━━━━━ Dataset records ━━━━━

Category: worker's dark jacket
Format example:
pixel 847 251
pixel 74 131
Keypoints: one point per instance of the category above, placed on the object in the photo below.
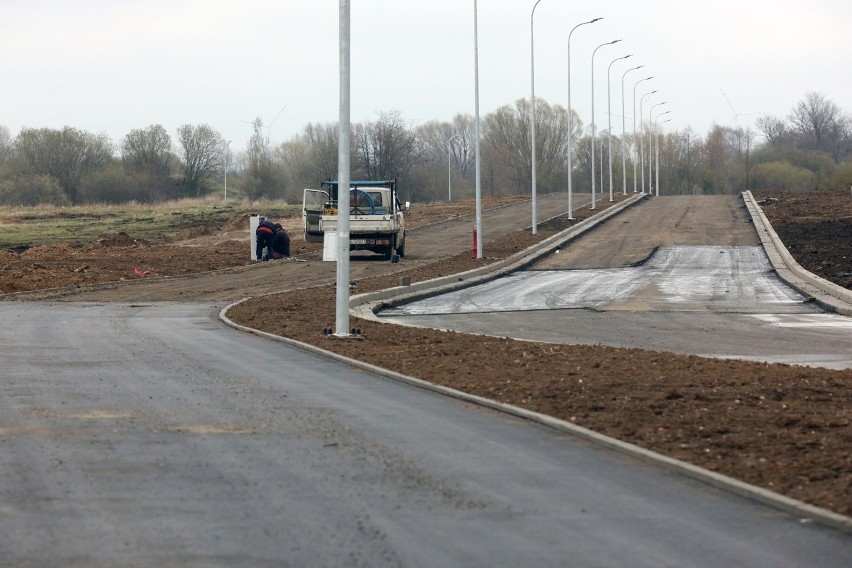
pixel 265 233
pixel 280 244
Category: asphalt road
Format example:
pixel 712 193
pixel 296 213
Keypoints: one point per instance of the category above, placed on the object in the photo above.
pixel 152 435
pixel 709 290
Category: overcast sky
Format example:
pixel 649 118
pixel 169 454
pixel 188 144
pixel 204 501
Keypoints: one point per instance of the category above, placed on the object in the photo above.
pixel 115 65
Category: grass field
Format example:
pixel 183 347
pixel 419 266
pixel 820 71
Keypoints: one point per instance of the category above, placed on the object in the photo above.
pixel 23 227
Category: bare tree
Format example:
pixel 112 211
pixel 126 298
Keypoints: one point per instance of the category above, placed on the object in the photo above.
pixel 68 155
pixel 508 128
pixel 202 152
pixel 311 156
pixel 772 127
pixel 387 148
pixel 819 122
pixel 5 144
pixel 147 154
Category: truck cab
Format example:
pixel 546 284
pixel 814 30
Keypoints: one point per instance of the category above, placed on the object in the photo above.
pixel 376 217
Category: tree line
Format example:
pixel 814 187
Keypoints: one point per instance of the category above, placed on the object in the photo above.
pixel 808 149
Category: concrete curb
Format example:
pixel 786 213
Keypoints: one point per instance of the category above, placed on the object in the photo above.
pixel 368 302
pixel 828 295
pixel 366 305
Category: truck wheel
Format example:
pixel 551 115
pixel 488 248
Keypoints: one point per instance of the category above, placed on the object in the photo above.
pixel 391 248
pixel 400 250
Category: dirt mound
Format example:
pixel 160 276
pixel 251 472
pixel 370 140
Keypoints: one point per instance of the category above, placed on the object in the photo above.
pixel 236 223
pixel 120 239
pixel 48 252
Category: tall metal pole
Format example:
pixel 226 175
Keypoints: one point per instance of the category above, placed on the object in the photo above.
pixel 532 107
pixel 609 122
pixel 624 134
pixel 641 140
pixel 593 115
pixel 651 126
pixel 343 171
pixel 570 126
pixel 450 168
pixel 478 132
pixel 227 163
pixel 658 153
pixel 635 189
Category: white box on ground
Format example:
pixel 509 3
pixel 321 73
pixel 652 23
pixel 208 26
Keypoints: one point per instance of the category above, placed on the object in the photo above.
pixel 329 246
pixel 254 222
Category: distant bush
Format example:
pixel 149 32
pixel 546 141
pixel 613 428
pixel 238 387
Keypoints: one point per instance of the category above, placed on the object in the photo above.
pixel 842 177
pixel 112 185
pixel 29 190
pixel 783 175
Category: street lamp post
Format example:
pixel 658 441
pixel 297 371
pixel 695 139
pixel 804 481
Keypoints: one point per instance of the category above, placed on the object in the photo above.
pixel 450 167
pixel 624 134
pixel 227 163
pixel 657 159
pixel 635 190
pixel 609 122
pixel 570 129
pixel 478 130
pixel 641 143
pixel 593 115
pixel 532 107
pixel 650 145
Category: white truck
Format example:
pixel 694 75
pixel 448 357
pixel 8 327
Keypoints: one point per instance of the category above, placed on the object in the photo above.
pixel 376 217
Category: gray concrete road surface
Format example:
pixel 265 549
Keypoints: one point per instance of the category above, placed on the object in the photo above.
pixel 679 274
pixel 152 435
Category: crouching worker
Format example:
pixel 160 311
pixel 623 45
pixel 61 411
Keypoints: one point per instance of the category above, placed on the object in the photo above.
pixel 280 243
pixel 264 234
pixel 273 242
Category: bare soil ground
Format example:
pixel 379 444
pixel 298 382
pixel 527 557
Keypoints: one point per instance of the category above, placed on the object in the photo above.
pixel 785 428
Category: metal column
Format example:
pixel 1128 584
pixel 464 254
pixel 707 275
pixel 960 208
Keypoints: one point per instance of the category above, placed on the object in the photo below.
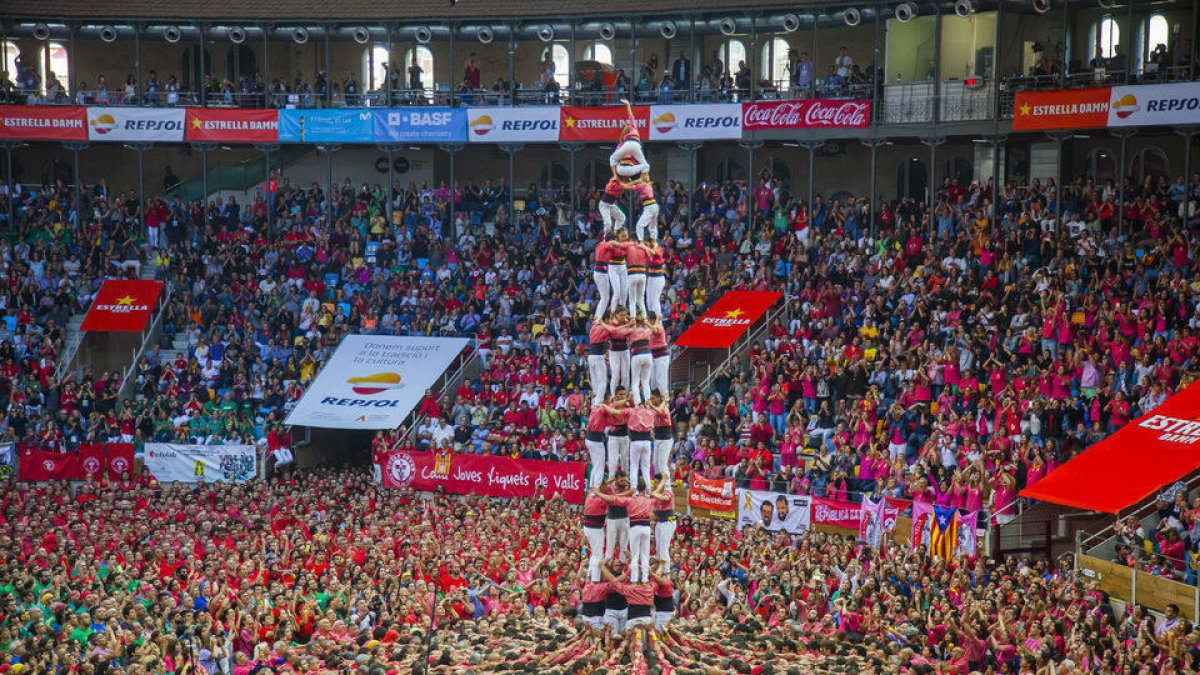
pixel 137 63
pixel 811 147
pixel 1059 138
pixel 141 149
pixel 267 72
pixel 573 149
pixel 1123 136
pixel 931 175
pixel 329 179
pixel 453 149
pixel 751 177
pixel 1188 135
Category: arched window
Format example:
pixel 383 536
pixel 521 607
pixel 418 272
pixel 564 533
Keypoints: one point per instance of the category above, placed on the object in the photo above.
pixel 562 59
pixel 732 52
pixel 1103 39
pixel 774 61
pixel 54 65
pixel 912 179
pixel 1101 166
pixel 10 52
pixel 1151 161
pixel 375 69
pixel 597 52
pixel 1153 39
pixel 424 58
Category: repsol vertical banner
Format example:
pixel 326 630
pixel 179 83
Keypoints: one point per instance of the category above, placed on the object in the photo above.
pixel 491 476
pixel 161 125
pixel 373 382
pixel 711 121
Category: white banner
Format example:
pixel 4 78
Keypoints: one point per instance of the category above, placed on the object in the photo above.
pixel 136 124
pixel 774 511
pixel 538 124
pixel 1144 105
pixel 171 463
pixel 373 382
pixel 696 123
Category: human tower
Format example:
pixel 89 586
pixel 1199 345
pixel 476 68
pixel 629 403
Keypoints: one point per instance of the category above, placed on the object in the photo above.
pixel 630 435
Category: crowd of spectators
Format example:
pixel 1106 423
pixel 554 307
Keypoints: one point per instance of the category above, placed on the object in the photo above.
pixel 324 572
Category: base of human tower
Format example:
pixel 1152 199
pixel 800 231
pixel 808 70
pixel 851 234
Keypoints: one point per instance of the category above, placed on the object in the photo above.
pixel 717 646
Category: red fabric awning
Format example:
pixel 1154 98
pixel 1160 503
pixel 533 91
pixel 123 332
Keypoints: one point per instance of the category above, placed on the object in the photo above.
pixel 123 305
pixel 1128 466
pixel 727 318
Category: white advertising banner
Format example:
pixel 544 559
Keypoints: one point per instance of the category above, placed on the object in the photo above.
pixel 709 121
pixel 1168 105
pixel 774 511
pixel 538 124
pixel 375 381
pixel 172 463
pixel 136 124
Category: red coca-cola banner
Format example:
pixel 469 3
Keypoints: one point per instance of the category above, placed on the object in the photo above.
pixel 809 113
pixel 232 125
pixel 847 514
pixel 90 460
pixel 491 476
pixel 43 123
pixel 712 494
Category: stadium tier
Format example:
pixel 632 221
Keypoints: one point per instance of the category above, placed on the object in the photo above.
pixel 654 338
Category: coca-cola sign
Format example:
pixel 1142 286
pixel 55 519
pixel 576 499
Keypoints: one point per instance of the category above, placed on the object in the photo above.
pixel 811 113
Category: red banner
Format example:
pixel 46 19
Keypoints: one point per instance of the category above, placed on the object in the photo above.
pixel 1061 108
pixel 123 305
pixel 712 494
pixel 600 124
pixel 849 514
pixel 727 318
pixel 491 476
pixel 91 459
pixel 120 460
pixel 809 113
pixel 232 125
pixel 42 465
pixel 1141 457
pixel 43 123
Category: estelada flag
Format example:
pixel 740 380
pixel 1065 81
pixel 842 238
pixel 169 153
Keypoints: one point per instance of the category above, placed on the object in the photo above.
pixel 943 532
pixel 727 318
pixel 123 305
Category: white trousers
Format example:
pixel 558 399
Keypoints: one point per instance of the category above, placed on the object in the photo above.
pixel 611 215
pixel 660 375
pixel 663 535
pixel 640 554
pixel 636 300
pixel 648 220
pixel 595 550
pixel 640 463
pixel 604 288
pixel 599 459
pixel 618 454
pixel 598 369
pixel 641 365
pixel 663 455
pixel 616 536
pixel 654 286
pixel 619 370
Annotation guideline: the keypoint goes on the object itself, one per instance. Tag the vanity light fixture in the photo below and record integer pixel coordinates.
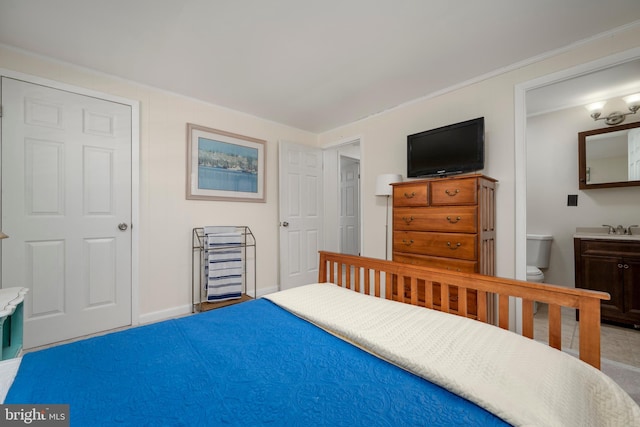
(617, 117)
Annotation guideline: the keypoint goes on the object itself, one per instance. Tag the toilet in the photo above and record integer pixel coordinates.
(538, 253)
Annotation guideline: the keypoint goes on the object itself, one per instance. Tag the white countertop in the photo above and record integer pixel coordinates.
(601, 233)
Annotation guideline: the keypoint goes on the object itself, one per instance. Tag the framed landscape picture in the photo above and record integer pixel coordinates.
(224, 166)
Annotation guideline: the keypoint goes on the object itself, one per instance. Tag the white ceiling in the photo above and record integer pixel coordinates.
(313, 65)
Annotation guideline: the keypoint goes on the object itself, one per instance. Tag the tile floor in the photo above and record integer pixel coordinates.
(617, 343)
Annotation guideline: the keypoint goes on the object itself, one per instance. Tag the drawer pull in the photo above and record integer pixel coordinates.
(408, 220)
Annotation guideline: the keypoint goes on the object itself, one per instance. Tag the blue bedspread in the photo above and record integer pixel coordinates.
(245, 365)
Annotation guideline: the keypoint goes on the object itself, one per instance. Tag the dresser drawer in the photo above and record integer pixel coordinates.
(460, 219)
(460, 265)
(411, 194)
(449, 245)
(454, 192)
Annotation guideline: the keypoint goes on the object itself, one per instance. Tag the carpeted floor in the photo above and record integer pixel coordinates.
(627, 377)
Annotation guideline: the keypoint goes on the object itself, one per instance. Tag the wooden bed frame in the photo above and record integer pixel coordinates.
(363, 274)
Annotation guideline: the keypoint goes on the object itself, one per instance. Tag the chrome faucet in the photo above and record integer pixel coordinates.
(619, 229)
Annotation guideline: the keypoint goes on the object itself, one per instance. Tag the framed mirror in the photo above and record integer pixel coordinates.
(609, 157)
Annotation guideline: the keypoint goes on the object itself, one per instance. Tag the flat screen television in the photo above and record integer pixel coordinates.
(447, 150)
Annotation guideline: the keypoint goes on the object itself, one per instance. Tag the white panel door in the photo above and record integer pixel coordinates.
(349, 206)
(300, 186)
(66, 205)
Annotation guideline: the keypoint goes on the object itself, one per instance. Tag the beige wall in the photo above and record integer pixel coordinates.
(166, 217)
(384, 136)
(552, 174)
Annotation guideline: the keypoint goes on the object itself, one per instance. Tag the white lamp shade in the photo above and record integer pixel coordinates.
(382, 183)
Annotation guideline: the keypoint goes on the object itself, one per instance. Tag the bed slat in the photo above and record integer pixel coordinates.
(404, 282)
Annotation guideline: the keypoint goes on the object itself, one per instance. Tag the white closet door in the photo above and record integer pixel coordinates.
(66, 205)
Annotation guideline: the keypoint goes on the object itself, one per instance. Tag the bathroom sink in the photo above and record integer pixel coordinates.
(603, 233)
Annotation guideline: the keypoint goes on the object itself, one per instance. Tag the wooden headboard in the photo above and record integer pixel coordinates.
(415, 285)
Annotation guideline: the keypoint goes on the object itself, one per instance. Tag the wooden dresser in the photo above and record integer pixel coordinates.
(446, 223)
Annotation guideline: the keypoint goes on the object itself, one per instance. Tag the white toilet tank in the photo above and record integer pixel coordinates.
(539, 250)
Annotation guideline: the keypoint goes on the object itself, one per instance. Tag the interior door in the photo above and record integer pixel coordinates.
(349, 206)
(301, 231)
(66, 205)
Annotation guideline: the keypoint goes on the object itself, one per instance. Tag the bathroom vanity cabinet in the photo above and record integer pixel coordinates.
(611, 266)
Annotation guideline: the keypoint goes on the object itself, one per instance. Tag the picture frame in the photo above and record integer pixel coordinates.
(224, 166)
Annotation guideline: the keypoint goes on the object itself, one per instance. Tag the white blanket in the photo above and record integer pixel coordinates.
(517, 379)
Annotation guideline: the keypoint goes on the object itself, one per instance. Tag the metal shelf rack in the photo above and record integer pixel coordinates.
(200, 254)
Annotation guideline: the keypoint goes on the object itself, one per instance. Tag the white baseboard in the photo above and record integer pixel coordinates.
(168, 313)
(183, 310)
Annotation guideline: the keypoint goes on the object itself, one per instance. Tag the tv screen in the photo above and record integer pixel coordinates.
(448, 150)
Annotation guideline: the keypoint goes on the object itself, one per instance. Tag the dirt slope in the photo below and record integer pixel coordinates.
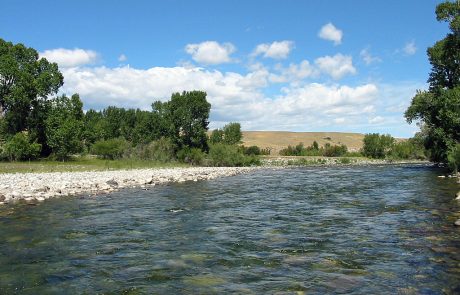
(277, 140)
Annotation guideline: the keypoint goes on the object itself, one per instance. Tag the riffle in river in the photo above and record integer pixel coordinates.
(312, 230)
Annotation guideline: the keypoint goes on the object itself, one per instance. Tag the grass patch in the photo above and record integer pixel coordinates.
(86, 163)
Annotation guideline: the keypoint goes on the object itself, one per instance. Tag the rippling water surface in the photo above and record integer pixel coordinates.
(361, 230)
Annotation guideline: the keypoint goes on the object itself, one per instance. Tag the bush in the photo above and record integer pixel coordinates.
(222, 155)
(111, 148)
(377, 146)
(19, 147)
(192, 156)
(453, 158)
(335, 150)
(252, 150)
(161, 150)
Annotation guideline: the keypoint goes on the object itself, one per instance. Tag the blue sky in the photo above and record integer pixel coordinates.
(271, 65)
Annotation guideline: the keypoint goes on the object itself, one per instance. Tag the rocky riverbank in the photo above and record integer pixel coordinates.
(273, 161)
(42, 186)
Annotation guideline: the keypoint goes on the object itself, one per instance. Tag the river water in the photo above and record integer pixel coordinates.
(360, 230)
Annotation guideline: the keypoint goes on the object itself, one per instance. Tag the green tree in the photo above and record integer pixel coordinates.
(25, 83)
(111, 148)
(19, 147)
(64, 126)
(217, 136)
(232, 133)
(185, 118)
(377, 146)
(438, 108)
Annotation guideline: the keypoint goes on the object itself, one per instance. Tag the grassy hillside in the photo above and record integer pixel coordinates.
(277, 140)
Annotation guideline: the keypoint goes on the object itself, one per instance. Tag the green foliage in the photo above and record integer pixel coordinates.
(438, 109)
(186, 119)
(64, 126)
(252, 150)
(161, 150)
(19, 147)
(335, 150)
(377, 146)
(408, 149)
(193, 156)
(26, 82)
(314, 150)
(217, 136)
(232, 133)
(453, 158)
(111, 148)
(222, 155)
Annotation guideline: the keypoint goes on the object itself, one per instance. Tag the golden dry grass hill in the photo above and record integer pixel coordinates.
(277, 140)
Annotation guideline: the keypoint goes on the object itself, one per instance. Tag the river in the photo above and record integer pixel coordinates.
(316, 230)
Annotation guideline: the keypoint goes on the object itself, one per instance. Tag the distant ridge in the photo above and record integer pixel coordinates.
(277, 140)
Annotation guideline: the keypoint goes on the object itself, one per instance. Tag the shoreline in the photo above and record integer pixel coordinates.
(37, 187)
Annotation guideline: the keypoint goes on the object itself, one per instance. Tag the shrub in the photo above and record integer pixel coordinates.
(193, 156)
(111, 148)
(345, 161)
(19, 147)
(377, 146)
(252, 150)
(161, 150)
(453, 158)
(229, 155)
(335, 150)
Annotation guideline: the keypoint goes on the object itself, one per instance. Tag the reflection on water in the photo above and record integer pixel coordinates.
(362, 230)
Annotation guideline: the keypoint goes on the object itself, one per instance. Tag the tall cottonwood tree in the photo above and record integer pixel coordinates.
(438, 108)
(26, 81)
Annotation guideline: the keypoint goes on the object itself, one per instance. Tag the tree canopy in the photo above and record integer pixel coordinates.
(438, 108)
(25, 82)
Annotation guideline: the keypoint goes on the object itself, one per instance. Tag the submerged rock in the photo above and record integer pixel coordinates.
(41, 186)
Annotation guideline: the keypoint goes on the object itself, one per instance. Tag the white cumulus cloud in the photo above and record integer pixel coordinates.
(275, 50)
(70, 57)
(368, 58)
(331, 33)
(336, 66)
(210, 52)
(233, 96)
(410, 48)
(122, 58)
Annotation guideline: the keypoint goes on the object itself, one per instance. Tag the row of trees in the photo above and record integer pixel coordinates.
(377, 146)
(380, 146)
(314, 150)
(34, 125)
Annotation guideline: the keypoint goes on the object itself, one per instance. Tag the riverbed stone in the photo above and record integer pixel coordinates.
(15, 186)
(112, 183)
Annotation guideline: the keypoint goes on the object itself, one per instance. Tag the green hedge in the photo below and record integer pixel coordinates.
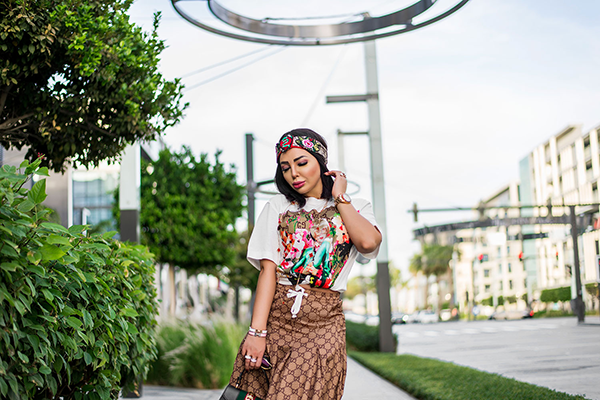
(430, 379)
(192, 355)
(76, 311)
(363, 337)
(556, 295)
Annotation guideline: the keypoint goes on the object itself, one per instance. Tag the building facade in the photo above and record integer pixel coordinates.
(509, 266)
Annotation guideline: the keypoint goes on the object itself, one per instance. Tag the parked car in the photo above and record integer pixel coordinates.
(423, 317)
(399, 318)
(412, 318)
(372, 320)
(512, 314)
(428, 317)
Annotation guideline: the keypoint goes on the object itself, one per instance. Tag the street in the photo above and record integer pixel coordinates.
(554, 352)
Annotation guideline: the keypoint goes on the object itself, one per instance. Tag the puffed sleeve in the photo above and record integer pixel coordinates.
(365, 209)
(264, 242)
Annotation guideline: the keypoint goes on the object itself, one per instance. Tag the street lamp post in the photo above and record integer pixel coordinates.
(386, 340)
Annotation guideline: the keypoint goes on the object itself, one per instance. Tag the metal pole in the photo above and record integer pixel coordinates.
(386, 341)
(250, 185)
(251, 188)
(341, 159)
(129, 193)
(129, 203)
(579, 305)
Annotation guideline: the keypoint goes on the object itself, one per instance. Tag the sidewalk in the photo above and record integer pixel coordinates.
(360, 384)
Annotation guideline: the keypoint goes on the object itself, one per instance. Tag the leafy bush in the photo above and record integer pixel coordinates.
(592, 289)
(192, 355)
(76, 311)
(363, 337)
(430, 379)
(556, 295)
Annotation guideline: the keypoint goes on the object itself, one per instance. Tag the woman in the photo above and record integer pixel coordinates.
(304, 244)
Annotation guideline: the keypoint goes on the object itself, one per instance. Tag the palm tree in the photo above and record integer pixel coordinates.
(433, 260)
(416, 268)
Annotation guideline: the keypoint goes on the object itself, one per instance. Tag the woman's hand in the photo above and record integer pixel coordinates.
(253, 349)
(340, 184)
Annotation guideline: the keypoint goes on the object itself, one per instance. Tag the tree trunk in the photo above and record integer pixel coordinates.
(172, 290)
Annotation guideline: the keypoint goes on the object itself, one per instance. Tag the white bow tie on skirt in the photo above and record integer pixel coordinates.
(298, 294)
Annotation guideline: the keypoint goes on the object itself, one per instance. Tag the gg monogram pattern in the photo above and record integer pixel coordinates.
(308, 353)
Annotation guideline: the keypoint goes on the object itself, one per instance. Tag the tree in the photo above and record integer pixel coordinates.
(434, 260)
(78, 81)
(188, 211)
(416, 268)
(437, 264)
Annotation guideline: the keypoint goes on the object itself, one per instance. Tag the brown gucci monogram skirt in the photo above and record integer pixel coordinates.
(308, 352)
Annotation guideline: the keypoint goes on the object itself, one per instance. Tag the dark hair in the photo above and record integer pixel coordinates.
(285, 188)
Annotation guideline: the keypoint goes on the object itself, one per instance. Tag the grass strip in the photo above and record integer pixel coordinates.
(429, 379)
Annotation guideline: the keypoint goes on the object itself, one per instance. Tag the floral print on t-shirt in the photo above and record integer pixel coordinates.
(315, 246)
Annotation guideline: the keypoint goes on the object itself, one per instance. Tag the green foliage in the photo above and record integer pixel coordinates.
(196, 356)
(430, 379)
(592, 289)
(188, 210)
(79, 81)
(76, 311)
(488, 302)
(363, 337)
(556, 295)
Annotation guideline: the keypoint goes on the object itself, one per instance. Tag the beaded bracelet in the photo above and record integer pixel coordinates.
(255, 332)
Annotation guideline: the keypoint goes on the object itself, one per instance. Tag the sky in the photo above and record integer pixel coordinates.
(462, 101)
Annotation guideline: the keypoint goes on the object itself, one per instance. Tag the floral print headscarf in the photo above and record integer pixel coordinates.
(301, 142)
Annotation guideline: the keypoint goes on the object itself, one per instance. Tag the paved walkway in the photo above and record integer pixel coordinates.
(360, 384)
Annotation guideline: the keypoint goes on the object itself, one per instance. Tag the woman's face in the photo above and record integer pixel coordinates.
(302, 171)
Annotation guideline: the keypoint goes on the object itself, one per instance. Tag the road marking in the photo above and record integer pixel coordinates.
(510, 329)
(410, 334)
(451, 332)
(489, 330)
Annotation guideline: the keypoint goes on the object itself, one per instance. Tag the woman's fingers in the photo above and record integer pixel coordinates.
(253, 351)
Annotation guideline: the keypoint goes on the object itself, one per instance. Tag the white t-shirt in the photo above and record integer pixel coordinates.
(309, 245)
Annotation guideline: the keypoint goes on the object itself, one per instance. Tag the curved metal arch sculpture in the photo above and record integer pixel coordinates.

━━━━━

#### What you have to do:
Above are the lines; repeat exactly the ones from the line containing "pixel 1199 345" down to the line containing "pixel 576 499", both inclusive.

#### Response for this exercise:
pixel 1199 345
pixel 476 68
pixel 629 403
Keypoints: one point per instance of the category above, placed on the object in the photo above.
pixel 630 435
Category: crowd of spectators
Format example:
pixel 1106 423
pixel 554 307
Keypoints: one point per instance of the category above, placed on the object in the photo above.
pixel 324 572
Category: base of human tower
Format example:
pixel 1152 199
pixel 800 231
pixel 808 70
pixel 851 234
Keypoints: one point per instance of the category above, placed on the object in the photo above.
pixel 717 646
Category: red fabric awning
Format example:
pixel 1154 98
pixel 1160 503
pixel 533 91
pixel 123 332
Keypoints: one point per instance of the category above, placed on the object in the photo above.
pixel 123 305
pixel 1128 466
pixel 727 318
Category: white advertising banner
Format example:
pixel 544 559
Keypoints: one point per instance of the category above, placed on the object in the photo above.
pixel 709 121
pixel 1168 105
pixel 774 511
pixel 538 124
pixel 375 381
pixel 172 463
pixel 136 124
Category: red coca-cola banner
Format example:
pixel 469 3
Keypoints: one point per instance of the category above, placed on the object in the photo above.
pixel 809 113
pixel 232 125
pixel 847 514
pixel 90 460
pixel 491 476
pixel 43 123
pixel 712 494
Category: stadium tier
Format example:
pixel 632 221
Keypoints: one point per instance of the category above, placed on the object in the photo above.
pixel 654 338
Category: coca-cola sign
Format example:
pixel 1142 286
pixel 55 519
pixel 576 499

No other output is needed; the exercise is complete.